**SUPPLIED TEXT:**
• • • • • • •

A new pandemic intelligence hub opens its doors in Germany to help governments identify future pandemics at an earlier stage.
The hub was declared by the World Health Organization’s director general, Tedros Adhanom Ghebreyesus, and Germany’s Angela Merkel.
The center will also improve monitoring of new variant strains of Covid-19.
The hub will host scientists and policymakers from around the globe on a project-by-project basis.
Furthermore, the center will make it easier for governments to compare notes on emerging infectious diseases. It will pull in additional relevant information on travel patterns, trade routes or human-animal interactions in agriculture.
The WHO sounded its highest level of alarm about the Covid-19 pandemic on 30 January 2020.
But studies have since suggested the coronavirus may have circulated globally at least a month beforehand.
“Covid-19 has highlighted a problem,” said Oliver Morgan, the director of the WHO’s health emergency information and risk assessment department.
“There is a lot of data and public information out there at the moment that we are struggling to make sense of.”

• • • • • • •

[Dataset entries]
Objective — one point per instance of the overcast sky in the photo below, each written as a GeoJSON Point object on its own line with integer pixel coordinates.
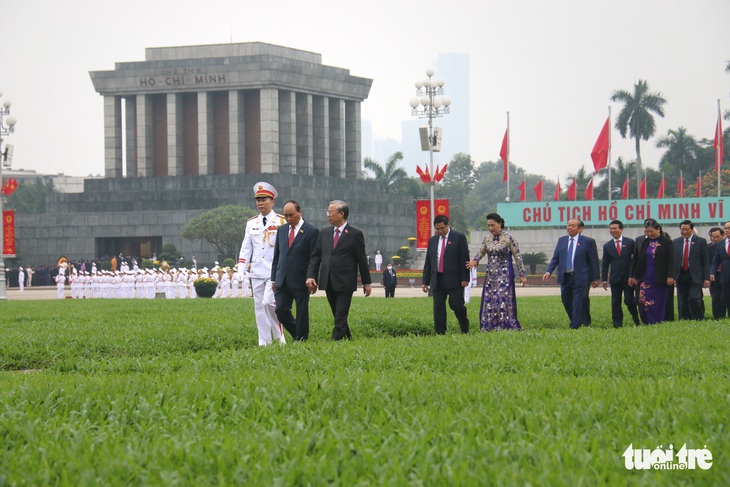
{"type": "Point", "coordinates": [552, 64]}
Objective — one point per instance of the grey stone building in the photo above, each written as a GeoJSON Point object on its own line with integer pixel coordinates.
{"type": "Point", "coordinates": [193, 128]}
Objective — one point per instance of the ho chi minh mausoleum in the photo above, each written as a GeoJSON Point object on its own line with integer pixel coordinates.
{"type": "Point", "coordinates": [192, 128]}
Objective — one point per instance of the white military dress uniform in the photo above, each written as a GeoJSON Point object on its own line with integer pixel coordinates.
{"type": "Point", "coordinates": [257, 253]}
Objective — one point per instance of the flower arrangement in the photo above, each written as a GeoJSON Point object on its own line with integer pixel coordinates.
{"type": "Point", "coordinates": [205, 287]}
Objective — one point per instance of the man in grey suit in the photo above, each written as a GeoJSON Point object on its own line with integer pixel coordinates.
{"type": "Point", "coordinates": [719, 308]}
{"type": "Point", "coordinates": [692, 272]}
{"type": "Point", "coordinates": [295, 243]}
{"type": "Point", "coordinates": [576, 261]}
{"type": "Point", "coordinates": [338, 255]}
{"type": "Point", "coordinates": [446, 275]}
{"type": "Point", "coordinates": [615, 270]}
{"type": "Point", "coordinates": [721, 260]}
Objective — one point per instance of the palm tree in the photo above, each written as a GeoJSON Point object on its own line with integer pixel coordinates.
{"type": "Point", "coordinates": [390, 176]}
{"type": "Point", "coordinates": [636, 116]}
{"type": "Point", "coordinates": [682, 152]}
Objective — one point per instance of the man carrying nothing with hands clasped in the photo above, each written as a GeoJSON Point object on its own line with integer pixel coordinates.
{"type": "Point", "coordinates": [257, 254]}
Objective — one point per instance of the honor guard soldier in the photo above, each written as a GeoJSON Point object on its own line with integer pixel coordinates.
{"type": "Point", "coordinates": [257, 253]}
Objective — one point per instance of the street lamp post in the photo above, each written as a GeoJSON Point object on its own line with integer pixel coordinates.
{"type": "Point", "coordinates": [428, 105]}
{"type": "Point", "coordinates": [7, 126]}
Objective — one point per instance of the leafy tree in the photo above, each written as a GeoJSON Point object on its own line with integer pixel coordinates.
{"type": "Point", "coordinates": [682, 153]}
{"type": "Point", "coordinates": [709, 183]}
{"type": "Point", "coordinates": [223, 228]}
{"type": "Point", "coordinates": [487, 192]}
{"type": "Point", "coordinates": [636, 117]}
{"type": "Point", "coordinates": [391, 176]}
{"type": "Point", "coordinates": [31, 198]}
{"type": "Point", "coordinates": [532, 260]}
{"type": "Point", "coordinates": [414, 187]}
{"type": "Point", "coordinates": [581, 179]}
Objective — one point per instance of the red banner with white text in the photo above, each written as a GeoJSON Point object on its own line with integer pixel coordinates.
{"type": "Point", "coordinates": [424, 222]}
{"type": "Point", "coordinates": [9, 233]}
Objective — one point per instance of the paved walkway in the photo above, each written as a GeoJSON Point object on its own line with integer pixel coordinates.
{"type": "Point", "coordinates": [49, 292]}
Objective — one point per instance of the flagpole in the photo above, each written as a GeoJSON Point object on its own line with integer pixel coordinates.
{"type": "Point", "coordinates": [681, 182]}
{"type": "Point", "coordinates": [610, 189]}
{"type": "Point", "coordinates": [508, 144]}
{"type": "Point", "coordinates": [718, 151]}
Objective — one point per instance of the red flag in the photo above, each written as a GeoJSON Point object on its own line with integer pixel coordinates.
{"type": "Point", "coordinates": [572, 190]}
{"type": "Point", "coordinates": [719, 143]}
{"type": "Point", "coordinates": [642, 189]}
{"type": "Point", "coordinates": [10, 186]}
{"type": "Point", "coordinates": [439, 175]}
{"type": "Point", "coordinates": [422, 175]}
{"type": "Point", "coordinates": [589, 190]}
{"type": "Point", "coordinates": [680, 187]}
{"type": "Point", "coordinates": [599, 154]}
{"type": "Point", "coordinates": [504, 154]}
{"type": "Point", "coordinates": [662, 188]}
{"type": "Point", "coordinates": [556, 195]}
{"type": "Point", "coordinates": [538, 191]}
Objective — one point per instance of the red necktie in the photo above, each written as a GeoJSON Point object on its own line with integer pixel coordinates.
{"type": "Point", "coordinates": [441, 257]}
{"type": "Point", "coordinates": [291, 235]}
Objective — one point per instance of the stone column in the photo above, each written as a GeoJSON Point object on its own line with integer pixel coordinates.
{"type": "Point", "coordinates": [287, 132]}
{"type": "Point", "coordinates": [205, 150]}
{"type": "Point", "coordinates": [130, 131]}
{"type": "Point", "coordinates": [174, 136]}
{"type": "Point", "coordinates": [336, 138]}
{"type": "Point", "coordinates": [305, 134]}
{"type": "Point", "coordinates": [352, 139]}
{"type": "Point", "coordinates": [236, 131]}
{"type": "Point", "coordinates": [269, 129]}
{"type": "Point", "coordinates": [143, 133]}
{"type": "Point", "coordinates": [112, 136]}
{"type": "Point", "coordinates": [320, 122]}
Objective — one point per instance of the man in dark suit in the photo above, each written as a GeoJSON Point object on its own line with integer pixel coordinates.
{"type": "Point", "coordinates": [576, 261]}
{"type": "Point", "coordinates": [338, 255]}
{"type": "Point", "coordinates": [692, 272]}
{"type": "Point", "coordinates": [390, 281]}
{"type": "Point", "coordinates": [721, 260]}
{"type": "Point", "coordinates": [717, 238]}
{"type": "Point", "coordinates": [445, 273]}
{"type": "Point", "coordinates": [295, 243]}
{"type": "Point", "coordinates": [615, 269]}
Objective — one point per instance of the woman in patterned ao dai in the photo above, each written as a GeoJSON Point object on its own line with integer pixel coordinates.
{"type": "Point", "coordinates": [498, 310]}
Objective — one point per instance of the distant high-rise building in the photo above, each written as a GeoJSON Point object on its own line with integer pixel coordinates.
{"type": "Point", "coordinates": [453, 68]}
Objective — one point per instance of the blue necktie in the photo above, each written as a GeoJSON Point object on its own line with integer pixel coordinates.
{"type": "Point", "coordinates": [569, 264]}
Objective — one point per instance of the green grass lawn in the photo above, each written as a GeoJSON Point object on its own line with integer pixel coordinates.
{"type": "Point", "coordinates": [127, 392]}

• • • • • • •

**WHAT YOU ARE ASKED TO DO:** Pick up the news report on the WHO pandemic intelligence hub in Germany after its last sentence and keep writing it.

**ANSWER TO THIS TASK:**
The WHO has earlier expected that another 236,000 people could die from COVID-19 in Europe by December 1.
The health organisation raised the alarm over the rising infections and stagnating vaccine rates on the continent.
“Last week, there was an 11 percent increase in the number of deaths in the region. One reliable projection is expecting 236,000 deaths in Europe, by December 1,” WHO Europe director Hans Kluge said.
Kluge said the Delta variant was partly to blame, along with an “exaggerated easing” of restrictions and measures and a surge in summer travel.
“In the past six weeks, it has fallen by 14 percent, influenced by a lack of access to vaccines in some countries and a lack of vaccine acceptance in others,” Kluge said, urging countries to “increase production, share doses, and improve access”.
“Vaccine scepticism and science denial is holding us back from stabilising this crisis. It serves no purpose, and is good for no one.”
The warning comes as the WHO and UNICEF urged European countries earlier on Monday to make teachers a priority group for vaccination so schools can stay open throughout the pandemic.